● Short problem: Please count how many lines in the rows below contain the string "head", and reply with that number alone.

Segmentation labeling rows:
────────────────

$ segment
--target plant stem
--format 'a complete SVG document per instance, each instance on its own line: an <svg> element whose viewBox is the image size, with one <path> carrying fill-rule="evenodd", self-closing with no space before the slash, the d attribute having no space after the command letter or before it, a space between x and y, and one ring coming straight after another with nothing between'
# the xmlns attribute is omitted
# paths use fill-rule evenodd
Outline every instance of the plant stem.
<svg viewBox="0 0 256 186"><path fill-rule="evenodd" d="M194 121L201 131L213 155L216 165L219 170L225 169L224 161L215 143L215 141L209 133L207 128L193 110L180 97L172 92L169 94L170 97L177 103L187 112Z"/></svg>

────────────────

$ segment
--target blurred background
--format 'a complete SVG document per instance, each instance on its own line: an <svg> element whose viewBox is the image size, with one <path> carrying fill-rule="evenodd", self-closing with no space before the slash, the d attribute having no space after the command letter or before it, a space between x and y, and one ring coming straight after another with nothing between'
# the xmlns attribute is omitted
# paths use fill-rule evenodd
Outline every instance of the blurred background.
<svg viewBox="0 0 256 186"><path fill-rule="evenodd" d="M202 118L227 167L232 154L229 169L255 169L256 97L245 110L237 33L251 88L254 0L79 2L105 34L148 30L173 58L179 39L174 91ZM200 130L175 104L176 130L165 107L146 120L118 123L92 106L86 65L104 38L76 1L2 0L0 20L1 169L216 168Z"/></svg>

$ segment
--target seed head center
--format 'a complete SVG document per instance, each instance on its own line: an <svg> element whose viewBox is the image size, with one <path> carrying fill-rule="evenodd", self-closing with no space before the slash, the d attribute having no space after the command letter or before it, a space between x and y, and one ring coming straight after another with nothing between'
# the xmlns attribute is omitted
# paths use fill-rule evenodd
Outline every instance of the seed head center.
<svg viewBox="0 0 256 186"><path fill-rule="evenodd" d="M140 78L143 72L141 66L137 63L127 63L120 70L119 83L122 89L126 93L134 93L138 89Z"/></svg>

────────────────

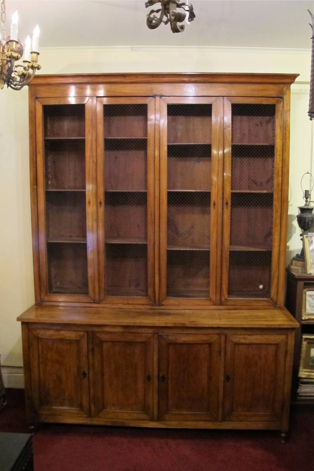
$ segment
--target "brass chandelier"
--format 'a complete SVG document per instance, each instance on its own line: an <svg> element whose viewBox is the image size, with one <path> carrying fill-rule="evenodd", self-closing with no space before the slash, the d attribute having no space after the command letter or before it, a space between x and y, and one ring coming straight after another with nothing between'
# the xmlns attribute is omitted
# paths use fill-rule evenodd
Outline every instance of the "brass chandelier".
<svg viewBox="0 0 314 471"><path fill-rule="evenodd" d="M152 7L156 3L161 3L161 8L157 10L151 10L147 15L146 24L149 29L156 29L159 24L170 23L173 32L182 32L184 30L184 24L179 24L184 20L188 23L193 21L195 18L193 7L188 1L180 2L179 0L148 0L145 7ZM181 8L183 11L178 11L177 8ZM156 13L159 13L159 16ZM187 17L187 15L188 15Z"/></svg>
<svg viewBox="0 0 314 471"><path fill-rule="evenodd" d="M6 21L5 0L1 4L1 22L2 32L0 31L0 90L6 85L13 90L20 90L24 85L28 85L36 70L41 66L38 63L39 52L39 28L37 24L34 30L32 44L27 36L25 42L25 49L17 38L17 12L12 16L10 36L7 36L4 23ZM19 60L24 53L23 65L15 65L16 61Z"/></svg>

────────────────

● Solution to the exercise: 2